**Challenge:**
Retype each of the rows below word for word, with nothing changed.

** start **

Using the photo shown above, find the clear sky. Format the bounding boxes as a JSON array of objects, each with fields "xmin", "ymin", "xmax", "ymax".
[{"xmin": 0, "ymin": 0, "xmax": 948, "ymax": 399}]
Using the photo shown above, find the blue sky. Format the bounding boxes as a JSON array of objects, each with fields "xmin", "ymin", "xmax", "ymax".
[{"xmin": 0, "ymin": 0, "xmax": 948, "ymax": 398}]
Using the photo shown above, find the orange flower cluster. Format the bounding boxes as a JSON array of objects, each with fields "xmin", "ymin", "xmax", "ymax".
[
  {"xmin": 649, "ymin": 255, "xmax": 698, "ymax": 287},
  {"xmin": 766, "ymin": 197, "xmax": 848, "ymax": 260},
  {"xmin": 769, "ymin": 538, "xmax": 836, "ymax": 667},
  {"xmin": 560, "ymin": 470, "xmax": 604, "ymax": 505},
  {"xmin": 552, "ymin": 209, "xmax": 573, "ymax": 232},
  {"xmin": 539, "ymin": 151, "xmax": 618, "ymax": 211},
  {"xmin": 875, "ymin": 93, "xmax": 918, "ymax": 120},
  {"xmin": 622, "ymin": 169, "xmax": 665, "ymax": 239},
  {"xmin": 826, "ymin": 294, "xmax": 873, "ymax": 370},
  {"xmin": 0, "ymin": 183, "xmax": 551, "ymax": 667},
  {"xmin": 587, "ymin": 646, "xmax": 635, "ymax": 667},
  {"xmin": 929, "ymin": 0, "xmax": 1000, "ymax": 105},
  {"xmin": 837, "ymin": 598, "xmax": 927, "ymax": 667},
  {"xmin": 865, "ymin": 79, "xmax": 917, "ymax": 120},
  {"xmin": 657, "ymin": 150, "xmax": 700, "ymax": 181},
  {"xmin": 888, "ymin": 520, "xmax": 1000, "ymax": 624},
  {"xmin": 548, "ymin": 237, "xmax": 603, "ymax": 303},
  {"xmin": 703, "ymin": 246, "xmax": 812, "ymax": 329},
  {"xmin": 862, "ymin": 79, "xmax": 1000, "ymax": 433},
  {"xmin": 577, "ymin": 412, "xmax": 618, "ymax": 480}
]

** end **

**Result for this task:**
Using the photo shown above, find the clear sky. Format the bounding boxes as a JSON array of objects, each with fields "xmin", "ymin", "xmax", "ymax".
[{"xmin": 0, "ymin": 0, "xmax": 948, "ymax": 399}]
Using the photo shown above, find the blue sky. Format the bounding boxes as a JSON array of objects, each with fields "xmin", "ymin", "xmax", "ymax".
[{"xmin": 0, "ymin": 0, "xmax": 948, "ymax": 398}]
Using the photo shown above, find the orange flower cluster. Format the bounding boxes as a JSON array of objects, each with fields "xmin", "ymin", "xmax", "ymax".
[
  {"xmin": 649, "ymin": 255, "xmax": 698, "ymax": 287},
  {"xmin": 766, "ymin": 197, "xmax": 848, "ymax": 260},
  {"xmin": 769, "ymin": 538, "xmax": 836, "ymax": 667},
  {"xmin": 560, "ymin": 470, "xmax": 604, "ymax": 505},
  {"xmin": 552, "ymin": 209, "xmax": 573, "ymax": 232},
  {"xmin": 539, "ymin": 151, "xmax": 618, "ymax": 211},
  {"xmin": 875, "ymin": 93, "xmax": 918, "ymax": 120},
  {"xmin": 622, "ymin": 169, "xmax": 665, "ymax": 239},
  {"xmin": 826, "ymin": 294, "xmax": 873, "ymax": 370},
  {"xmin": 0, "ymin": 183, "xmax": 551, "ymax": 667},
  {"xmin": 587, "ymin": 646, "xmax": 635, "ymax": 667},
  {"xmin": 929, "ymin": 0, "xmax": 1000, "ymax": 105},
  {"xmin": 837, "ymin": 598, "xmax": 927, "ymax": 667},
  {"xmin": 865, "ymin": 79, "xmax": 917, "ymax": 120},
  {"xmin": 657, "ymin": 150, "xmax": 700, "ymax": 181},
  {"xmin": 888, "ymin": 520, "xmax": 1000, "ymax": 624},
  {"xmin": 548, "ymin": 237, "xmax": 603, "ymax": 303},
  {"xmin": 703, "ymin": 246, "xmax": 812, "ymax": 329},
  {"xmin": 862, "ymin": 79, "xmax": 1000, "ymax": 433},
  {"xmin": 577, "ymin": 412, "xmax": 618, "ymax": 480}
]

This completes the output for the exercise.